Task objective
Revise each of the items below so that every occurrence of "outline it with a box" becomes "enclose it in a rectangle", keeping everything else unchanged. Leave the pictures out of your answer.

+--

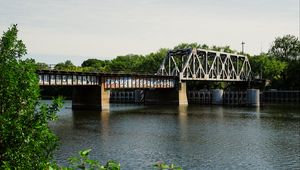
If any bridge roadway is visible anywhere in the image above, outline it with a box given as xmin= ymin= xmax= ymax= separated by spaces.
xmin=37 ymin=49 xmax=259 ymax=109
xmin=38 ymin=70 xmax=178 ymax=89
xmin=37 ymin=70 xmax=183 ymax=110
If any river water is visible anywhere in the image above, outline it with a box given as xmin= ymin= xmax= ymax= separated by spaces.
xmin=50 ymin=101 xmax=300 ymax=170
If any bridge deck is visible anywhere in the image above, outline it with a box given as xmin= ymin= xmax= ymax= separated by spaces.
xmin=38 ymin=70 xmax=176 ymax=89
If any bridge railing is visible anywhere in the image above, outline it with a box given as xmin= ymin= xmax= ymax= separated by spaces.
xmin=38 ymin=70 xmax=177 ymax=89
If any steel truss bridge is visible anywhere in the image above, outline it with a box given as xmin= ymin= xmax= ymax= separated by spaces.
xmin=156 ymin=48 xmax=252 ymax=81
xmin=38 ymin=70 xmax=177 ymax=89
xmin=38 ymin=48 xmax=252 ymax=89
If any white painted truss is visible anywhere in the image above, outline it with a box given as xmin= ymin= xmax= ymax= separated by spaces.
xmin=157 ymin=49 xmax=251 ymax=81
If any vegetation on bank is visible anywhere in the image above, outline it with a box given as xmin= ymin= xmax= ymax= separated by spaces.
xmin=0 ymin=25 xmax=181 ymax=170
xmin=0 ymin=25 xmax=300 ymax=170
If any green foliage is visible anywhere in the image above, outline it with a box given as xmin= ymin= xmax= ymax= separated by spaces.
xmin=36 ymin=62 xmax=49 ymax=70
xmin=54 ymin=60 xmax=81 ymax=71
xmin=269 ymin=35 xmax=300 ymax=60
xmin=48 ymin=149 xmax=121 ymax=170
xmin=250 ymin=53 xmax=288 ymax=80
xmin=0 ymin=25 xmax=62 ymax=169
xmin=81 ymin=59 xmax=111 ymax=72
xmin=153 ymin=162 xmax=182 ymax=170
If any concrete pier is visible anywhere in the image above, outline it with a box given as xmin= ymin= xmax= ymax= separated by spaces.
xmin=212 ymin=89 xmax=224 ymax=105
xmin=178 ymin=82 xmax=188 ymax=105
xmin=72 ymin=86 xmax=102 ymax=110
xmin=247 ymin=89 xmax=260 ymax=106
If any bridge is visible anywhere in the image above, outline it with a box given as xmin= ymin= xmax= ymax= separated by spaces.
xmin=38 ymin=49 xmax=258 ymax=109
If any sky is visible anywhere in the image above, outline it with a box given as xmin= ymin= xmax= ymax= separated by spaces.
xmin=0 ymin=0 xmax=300 ymax=65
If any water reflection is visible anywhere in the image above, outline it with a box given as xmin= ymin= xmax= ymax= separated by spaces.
xmin=51 ymin=101 xmax=300 ymax=169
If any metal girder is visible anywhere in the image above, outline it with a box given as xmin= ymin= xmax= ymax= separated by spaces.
xmin=157 ymin=48 xmax=251 ymax=81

+--

Task solution
If any bridge roadway is visible anywhere in the image above, enclose it in a rectangle given as xmin= ymin= xmax= ymax= separated by spaces.
xmin=37 ymin=49 xmax=259 ymax=109
xmin=38 ymin=70 xmax=178 ymax=89
xmin=37 ymin=70 xmax=183 ymax=110
If any river water is visible anywhere in the image above, enclose it in a rectangle given as xmin= ymin= xmax= ymax= separated by spaces.
xmin=50 ymin=101 xmax=300 ymax=170
If any bridge deck is visible anywhere in the image above, enclose it in a rectangle given as xmin= ymin= xmax= ymax= separated by spaces.
xmin=38 ymin=70 xmax=176 ymax=89
If any bridge railing is visible anywhere in the image above, enclose it in a rectangle given as xmin= ymin= xmax= ymax= separated by spaces.
xmin=38 ymin=70 xmax=177 ymax=89
If any steel truss bridge is visible anywhere in the image above, enclose it in a rectangle given as xmin= ymin= xmax= ymax= separated by spaces.
xmin=156 ymin=48 xmax=252 ymax=81
xmin=38 ymin=70 xmax=177 ymax=89
xmin=38 ymin=48 xmax=252 ymax=89
If any white painted truss is visible anywhere in the image above, enclose it in a rectangle given as xmin= ymin= xmax= ymax= separated by spaces.
xmin=157 ymin=49 xmax=251 ymax=81
If any vegetation on bank is visible anywhere in the image above, enclose it in a rectangle given as xmin= ymin= xmax= ymax= separated by spaces.
xmin=0 ymin=25 xmax=181 ymax=170
xmin=0 ymin=25 xmax=300 ymax=170
If any green foliage is visible anywhere in the image above, enclose it in a rectangle given as xmin= ymin= xmax= ymax= separated by spaces.
xmin=36 ymin=62 xmax=49 ymax=70
xmin=54 ymin=60 xmax=81 ymax=71
xmin=269 ymin=35 xmax=300 ymax=60
xmin=48 ymin=149 xmax=121 ymax=170
xmin=250 ymin=53 xmax=288 ymax=80
xmin=0 ymin=25 xmax=62 ymax=169
xmin=81 ymin=59 xmax=111 ymax=72
xmin=153 ymin=162 xmax=182 ymax=170
If any concrete pier is visible anywhere in the image above, enclose it in a rectangle given as xmin= ymin= xmax= ymax= separated by spaces.
xmin=212 ymin=89 xmax=224 ymax=105
xmin=178 ymin=82 xmax=188 ymax=105
xmin=72 ymin=86 xmax=102 ymax=110
xmin=247 ymin=89 xmax=260 ymax=106
If any bridge is visible anywhere in the image above, enclose it in a rectangle given as xmin= ymin= xmax= ymax= separated by spaces.
xmin=38 ymin=49 xmax=258 ymax=109
If any sky is visible anywhere in the image above, enclose it in a rectangle given as xmin= ymin= xmax= ymax= separated by spaces.
xmin=0 ymin=0 xmax=300 ymax=65
If any water reflection is visible anywhere in the image above, enclose it in a rectangle given as xmin= ymin= xmax= ymax= separated by spaces.
xmin=51 ymin=101 xmax=300 ymax=169
If any metal girder is visible anywhere in the image above, enclose it in a rectangle given as xmin= ymin= xmax= ymax= separated by spaces.
xmin=157 ymin=48 xmax=251 ymax=81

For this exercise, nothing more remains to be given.